▶ **Written task**
Copy the lines of the listing below word for word, starting at the line that contains "of the skyscraper" and continuing through the final line of the listing. Include both the starting line and the last line.

[Coordinate annotation entries]
--- Start ---
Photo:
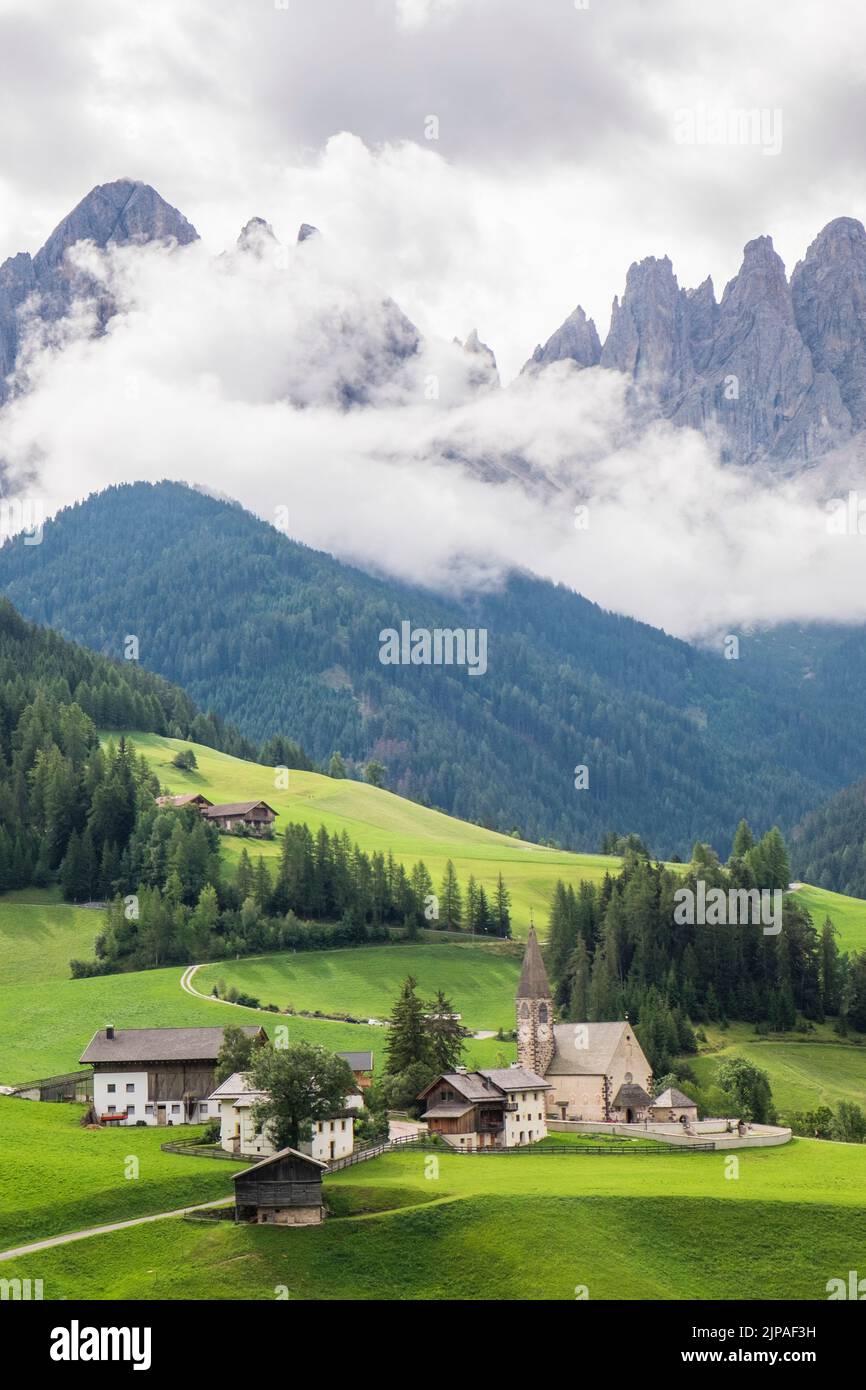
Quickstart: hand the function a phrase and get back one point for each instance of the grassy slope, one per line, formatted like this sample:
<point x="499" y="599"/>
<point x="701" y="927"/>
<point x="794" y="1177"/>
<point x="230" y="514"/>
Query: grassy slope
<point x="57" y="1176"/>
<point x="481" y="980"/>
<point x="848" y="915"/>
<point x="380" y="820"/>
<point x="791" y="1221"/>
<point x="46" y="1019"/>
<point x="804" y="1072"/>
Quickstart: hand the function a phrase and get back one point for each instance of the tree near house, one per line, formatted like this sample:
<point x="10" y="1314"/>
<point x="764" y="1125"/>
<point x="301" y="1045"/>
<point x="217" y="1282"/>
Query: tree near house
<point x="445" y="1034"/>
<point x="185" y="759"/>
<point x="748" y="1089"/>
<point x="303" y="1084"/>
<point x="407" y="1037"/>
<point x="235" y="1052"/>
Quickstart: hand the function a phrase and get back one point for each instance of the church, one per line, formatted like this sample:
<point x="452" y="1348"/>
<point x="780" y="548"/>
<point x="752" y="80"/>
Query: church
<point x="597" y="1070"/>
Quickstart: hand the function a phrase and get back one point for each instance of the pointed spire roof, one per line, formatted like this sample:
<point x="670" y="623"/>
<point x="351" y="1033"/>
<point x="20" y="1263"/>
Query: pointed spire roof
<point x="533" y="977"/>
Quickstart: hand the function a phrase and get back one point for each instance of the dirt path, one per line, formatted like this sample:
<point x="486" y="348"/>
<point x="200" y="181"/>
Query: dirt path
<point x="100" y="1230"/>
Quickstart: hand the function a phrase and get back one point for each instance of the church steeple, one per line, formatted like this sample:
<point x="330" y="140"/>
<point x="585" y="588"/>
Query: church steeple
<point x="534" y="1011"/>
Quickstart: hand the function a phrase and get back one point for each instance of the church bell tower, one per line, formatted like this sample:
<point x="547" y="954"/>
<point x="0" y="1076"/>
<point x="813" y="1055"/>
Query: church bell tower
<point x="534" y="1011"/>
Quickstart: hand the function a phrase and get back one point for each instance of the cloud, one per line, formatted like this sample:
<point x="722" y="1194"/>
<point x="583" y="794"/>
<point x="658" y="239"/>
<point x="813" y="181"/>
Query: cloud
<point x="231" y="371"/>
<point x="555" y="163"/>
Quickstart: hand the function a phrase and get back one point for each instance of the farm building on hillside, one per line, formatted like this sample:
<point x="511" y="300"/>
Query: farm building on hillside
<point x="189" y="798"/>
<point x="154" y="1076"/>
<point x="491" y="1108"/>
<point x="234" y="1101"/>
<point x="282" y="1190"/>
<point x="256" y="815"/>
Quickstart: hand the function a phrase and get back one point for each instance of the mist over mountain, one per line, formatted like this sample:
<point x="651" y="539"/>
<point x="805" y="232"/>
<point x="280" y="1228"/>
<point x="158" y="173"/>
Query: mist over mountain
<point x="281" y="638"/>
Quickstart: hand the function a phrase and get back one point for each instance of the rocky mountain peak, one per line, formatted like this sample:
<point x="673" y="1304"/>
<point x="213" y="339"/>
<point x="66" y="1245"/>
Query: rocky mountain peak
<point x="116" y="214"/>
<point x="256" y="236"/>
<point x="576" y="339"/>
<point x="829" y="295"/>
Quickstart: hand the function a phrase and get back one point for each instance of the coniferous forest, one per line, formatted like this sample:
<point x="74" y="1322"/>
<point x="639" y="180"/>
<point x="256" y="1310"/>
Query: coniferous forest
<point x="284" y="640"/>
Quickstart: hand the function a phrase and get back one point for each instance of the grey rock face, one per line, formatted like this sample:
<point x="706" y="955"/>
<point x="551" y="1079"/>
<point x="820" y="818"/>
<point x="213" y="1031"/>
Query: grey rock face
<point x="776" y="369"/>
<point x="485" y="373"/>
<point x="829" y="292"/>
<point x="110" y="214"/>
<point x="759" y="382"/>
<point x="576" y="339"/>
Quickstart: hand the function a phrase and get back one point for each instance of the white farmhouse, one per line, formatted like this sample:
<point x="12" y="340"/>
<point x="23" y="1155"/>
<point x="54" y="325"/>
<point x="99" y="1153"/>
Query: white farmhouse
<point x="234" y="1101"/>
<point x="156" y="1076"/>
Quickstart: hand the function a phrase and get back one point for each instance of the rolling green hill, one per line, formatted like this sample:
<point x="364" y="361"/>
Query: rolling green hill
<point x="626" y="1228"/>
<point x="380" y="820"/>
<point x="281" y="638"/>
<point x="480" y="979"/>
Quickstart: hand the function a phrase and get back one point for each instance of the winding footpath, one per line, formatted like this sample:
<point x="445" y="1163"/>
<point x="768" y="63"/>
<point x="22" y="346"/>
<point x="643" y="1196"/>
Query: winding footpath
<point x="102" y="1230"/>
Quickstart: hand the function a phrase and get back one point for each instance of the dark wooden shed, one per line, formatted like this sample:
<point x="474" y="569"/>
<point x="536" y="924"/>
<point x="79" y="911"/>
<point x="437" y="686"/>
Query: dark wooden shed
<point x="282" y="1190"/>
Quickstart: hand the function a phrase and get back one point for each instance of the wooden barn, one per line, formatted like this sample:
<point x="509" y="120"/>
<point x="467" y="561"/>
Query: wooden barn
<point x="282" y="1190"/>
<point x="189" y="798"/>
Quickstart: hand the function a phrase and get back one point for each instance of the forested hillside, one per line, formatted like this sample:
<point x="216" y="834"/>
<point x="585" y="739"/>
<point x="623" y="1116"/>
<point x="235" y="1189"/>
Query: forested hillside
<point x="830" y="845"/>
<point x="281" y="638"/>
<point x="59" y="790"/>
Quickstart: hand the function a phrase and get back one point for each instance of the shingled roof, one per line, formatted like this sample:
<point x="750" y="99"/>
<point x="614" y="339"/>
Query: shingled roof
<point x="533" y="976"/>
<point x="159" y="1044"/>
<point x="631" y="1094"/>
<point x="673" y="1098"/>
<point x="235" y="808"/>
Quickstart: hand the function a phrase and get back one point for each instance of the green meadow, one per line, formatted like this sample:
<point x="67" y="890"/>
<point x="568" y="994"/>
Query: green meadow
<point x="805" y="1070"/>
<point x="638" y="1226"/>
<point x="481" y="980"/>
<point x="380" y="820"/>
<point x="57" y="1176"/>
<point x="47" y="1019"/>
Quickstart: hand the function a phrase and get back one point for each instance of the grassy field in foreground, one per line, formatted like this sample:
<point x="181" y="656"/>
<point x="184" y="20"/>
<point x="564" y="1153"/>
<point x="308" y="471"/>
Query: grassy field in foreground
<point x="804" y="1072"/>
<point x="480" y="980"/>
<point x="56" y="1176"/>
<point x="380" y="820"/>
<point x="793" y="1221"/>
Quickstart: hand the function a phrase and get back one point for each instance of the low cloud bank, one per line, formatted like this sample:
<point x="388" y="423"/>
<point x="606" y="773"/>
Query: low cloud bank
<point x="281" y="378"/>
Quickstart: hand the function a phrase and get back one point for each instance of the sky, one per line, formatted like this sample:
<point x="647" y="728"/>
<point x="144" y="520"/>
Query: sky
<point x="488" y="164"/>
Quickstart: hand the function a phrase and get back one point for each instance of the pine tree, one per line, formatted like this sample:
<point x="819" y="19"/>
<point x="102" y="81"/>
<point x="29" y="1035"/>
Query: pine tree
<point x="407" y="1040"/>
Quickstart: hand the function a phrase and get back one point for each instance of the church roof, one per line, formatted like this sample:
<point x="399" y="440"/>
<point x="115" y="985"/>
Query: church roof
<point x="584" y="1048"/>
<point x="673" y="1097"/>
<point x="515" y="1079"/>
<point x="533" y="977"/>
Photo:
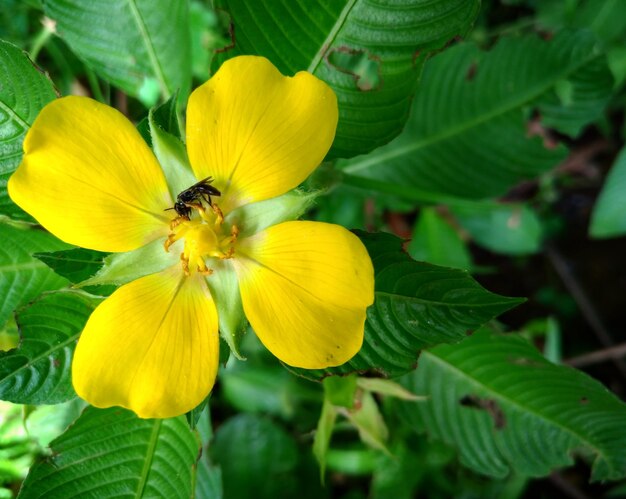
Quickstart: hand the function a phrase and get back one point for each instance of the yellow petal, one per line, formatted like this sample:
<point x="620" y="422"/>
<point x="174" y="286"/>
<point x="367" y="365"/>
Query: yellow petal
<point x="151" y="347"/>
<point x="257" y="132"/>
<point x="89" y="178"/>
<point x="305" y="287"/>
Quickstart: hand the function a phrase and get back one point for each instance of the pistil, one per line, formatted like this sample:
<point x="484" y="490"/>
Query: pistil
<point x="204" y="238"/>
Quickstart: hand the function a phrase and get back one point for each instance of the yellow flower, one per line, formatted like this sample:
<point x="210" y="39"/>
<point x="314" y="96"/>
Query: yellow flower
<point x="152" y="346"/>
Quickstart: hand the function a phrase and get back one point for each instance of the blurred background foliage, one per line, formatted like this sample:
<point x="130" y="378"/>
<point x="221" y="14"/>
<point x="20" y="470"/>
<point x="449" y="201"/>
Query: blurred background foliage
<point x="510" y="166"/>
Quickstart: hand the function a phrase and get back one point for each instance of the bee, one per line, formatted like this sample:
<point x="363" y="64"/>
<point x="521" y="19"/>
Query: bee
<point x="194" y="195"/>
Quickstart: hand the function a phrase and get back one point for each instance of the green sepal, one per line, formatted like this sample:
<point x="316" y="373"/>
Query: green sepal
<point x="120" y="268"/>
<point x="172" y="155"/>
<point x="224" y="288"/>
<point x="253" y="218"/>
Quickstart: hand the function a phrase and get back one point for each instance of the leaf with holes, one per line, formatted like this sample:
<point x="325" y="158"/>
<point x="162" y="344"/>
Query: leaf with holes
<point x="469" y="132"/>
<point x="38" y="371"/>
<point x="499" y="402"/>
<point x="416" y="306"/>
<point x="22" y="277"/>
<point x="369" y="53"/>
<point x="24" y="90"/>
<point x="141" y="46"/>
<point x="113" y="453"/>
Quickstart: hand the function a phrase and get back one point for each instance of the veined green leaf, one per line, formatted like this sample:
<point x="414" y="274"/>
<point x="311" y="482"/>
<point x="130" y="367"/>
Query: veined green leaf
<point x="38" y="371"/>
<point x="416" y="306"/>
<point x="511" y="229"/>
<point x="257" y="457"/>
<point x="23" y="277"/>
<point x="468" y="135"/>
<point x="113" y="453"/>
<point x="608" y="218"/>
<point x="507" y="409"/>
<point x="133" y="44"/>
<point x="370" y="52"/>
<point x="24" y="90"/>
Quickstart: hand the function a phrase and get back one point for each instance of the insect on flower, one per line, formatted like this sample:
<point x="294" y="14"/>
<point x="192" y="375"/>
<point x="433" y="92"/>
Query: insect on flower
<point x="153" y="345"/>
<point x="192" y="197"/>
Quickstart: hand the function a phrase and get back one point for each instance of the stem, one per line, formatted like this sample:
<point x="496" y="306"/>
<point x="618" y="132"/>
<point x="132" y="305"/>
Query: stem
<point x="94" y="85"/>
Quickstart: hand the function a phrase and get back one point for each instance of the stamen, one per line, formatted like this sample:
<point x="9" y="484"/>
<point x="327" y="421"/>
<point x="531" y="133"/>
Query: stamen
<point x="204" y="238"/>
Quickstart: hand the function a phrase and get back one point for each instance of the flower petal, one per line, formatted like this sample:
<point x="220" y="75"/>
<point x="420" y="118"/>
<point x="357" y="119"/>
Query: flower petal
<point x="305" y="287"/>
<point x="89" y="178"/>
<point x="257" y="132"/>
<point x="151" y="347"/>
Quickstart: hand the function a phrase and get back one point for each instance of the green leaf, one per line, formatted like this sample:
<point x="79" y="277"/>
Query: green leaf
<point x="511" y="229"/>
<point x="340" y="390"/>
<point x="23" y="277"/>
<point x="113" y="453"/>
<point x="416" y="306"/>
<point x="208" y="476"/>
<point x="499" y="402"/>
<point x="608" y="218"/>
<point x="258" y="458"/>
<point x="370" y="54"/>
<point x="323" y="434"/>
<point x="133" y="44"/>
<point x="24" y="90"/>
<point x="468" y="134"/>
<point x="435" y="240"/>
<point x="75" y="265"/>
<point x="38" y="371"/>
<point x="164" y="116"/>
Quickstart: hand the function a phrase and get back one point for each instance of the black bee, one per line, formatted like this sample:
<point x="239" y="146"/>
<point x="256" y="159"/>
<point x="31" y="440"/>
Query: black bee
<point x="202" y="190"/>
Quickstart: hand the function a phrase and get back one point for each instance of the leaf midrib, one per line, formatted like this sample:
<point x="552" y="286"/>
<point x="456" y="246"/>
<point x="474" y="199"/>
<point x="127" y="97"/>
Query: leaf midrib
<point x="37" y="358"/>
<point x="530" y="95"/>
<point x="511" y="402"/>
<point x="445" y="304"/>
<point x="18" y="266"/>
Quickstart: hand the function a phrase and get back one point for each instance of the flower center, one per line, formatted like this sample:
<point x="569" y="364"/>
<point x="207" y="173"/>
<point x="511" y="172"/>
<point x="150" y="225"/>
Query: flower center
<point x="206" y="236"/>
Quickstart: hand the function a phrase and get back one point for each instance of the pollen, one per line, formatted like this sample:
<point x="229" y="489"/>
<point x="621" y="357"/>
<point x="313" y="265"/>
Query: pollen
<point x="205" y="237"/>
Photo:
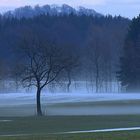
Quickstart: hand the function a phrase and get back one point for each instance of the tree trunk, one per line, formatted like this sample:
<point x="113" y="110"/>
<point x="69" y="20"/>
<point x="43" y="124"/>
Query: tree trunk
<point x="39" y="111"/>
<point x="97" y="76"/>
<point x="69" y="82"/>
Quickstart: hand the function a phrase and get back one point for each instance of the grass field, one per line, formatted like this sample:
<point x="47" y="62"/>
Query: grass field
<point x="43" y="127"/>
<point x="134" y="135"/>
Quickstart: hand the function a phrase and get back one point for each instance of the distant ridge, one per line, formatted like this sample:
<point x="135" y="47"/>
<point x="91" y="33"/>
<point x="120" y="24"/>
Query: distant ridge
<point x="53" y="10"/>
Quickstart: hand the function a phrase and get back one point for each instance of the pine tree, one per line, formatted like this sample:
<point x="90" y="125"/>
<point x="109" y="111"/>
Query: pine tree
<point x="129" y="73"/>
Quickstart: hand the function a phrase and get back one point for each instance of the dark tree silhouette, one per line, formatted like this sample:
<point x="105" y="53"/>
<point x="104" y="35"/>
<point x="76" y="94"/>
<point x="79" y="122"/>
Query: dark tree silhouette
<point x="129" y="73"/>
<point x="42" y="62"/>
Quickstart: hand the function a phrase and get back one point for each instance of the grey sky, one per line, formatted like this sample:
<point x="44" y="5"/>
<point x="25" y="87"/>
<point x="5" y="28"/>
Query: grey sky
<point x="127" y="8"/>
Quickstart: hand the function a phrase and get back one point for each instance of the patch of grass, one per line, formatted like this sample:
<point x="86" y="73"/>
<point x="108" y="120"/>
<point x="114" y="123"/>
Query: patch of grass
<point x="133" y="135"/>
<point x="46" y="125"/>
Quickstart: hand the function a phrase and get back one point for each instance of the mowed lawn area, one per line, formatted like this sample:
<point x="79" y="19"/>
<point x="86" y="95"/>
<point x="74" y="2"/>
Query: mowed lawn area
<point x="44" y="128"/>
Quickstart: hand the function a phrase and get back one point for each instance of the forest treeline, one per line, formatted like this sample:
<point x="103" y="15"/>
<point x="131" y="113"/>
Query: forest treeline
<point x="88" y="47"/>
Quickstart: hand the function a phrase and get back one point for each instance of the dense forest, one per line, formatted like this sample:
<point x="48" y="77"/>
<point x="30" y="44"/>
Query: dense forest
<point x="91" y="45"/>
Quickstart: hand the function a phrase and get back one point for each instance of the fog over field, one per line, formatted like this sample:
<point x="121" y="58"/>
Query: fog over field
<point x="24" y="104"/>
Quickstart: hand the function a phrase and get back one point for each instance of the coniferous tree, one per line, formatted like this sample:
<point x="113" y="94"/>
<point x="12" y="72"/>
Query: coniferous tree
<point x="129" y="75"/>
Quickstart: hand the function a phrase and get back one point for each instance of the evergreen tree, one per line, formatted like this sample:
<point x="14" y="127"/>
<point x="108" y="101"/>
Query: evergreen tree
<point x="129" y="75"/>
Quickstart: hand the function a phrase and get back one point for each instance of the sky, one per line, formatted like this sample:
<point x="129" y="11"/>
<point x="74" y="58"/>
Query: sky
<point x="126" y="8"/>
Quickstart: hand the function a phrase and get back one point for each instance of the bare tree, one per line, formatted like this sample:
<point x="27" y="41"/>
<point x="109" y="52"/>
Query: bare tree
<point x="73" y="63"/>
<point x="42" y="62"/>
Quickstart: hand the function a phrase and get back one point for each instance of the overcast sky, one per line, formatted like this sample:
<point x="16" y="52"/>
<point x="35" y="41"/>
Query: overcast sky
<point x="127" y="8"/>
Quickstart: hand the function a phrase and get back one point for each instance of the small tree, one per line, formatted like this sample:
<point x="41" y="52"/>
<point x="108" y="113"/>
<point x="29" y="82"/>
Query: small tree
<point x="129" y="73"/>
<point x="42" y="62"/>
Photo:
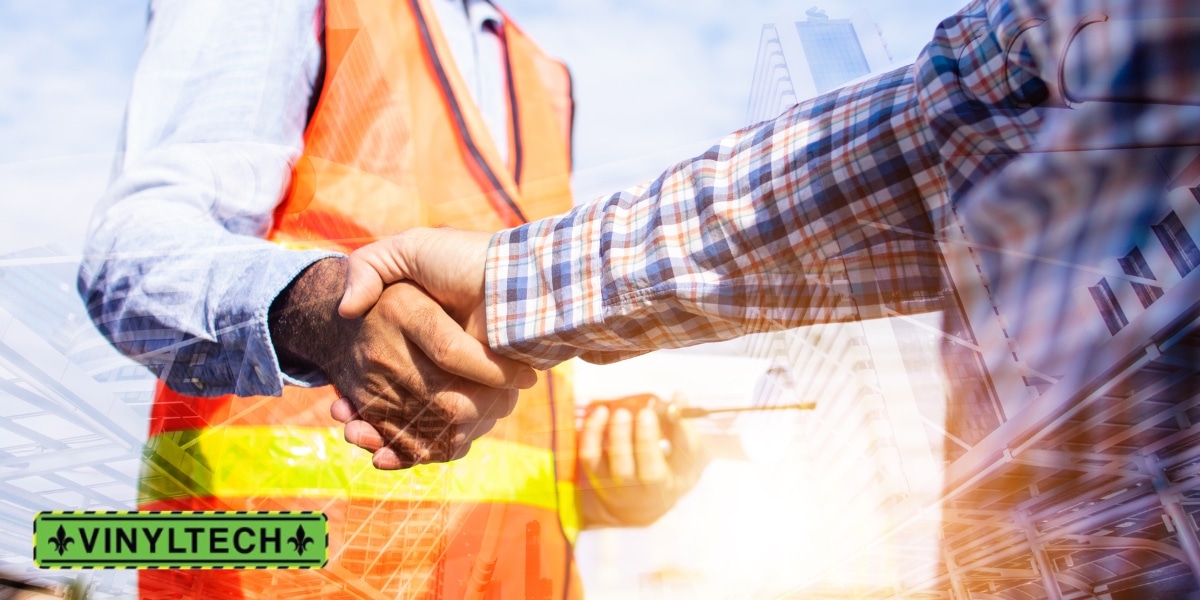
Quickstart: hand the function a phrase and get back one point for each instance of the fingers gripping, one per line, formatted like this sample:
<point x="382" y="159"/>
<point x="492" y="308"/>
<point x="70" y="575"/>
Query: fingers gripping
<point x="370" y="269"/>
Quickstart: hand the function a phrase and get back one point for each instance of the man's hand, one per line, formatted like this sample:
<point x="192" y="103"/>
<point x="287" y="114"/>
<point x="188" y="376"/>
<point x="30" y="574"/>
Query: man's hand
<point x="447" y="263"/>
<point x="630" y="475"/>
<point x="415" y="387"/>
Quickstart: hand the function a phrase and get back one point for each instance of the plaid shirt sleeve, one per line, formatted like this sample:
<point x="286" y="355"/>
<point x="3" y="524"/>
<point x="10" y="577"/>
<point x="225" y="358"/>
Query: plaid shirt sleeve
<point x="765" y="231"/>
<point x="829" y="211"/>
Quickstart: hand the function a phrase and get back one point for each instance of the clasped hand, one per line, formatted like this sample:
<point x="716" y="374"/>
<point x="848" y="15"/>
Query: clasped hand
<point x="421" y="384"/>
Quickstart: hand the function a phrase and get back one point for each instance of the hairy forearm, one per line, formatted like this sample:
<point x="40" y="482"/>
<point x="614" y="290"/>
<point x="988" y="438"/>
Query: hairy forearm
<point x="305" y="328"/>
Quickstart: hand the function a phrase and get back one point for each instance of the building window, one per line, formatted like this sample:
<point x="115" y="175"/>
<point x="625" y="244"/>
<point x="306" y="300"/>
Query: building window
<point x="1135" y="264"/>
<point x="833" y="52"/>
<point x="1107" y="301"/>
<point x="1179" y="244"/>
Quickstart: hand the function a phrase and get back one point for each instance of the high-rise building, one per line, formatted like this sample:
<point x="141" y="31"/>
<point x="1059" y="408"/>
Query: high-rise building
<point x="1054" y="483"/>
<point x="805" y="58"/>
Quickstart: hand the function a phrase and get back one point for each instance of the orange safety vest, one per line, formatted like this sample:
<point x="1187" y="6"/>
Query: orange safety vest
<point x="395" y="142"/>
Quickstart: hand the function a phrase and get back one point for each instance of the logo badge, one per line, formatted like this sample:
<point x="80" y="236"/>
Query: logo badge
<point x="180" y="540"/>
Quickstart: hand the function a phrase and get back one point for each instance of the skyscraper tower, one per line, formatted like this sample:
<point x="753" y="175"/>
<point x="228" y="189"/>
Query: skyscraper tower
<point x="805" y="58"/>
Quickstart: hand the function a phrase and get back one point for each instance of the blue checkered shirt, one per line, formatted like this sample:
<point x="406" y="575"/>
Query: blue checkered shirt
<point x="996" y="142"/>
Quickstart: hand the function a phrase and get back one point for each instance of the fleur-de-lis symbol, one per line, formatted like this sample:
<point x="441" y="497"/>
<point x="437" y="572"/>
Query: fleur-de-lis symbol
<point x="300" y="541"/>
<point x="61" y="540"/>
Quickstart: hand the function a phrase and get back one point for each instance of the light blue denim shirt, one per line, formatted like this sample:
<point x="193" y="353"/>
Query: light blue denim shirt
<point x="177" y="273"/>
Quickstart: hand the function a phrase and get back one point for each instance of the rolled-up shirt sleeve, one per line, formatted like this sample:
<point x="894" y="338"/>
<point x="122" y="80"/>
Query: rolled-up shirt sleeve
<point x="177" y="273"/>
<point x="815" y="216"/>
--- End ---
▶ **Exercise output**
Quickstart: hand the function a phrase and get back one point for each instance of the skyscraper tower, one per line, formatted like this sample:
<point x="753" y="175"/>
<point x="228" y="189"/>
Query: skyscraper tower
<point x="805" y="58"/>
Quickstart: hand the function a phrase and get back one point for each instance of the blue checkered shirt, one per line, formatted like this sample:
<point x="406" y="575"/>
Query: blue checkered shirt
<point x="996" y="142"/>
Quickstart: hand the function a phrase and get back one point for each instance of the fleur-de-lis symbol, one per line, formatted like this sample:
<point x="441" y="497"/>
<point x="437" y="572"/>
Query: fleur-de-lis symbol
<point x="300" y="541"/>
<point x="61" y="540"/>
Quickstart: hand the function a phrase and get back one point for each instance of the light blue denim shirt, one per line, formatted like this sample:
<point x="193" y="353"/>
Query: light blue denim shirt
<point x="177" y="273"/>
Quickstart: hand the function a phrase and get back one point for each instance of the rolled-up shirt sleeve, one per line, formatted like this sample:
<point x="894" y="338"/>
<point x="122" y="80"/>
Query: rolled-up shirt sleeve
<point x="177" y="273"/>
<point x="815" y="216"/>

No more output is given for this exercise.